**TASK DIRECTIONS**
Write the records out again exactly, leaving no images in.

++++ PROVIDED DATA ++++

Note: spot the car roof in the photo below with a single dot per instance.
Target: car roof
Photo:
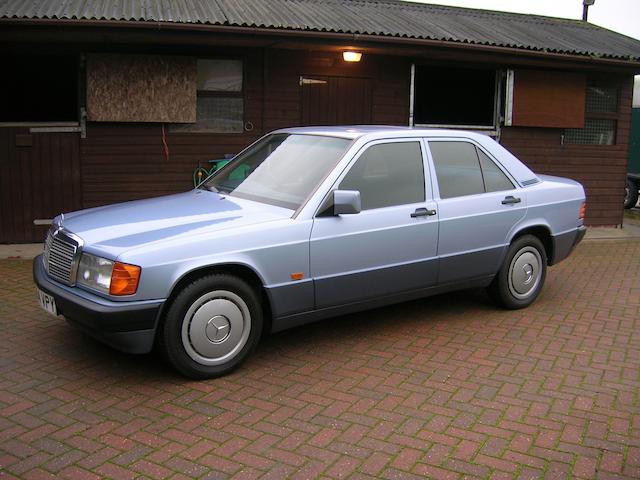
(366, 133)
(373, 132)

++++

**ANSWER SPACE**
Note: spot the car roof in the photo below with a single dot per instance.
Target: car roof
Photo:
(366, 133)
(373, 132)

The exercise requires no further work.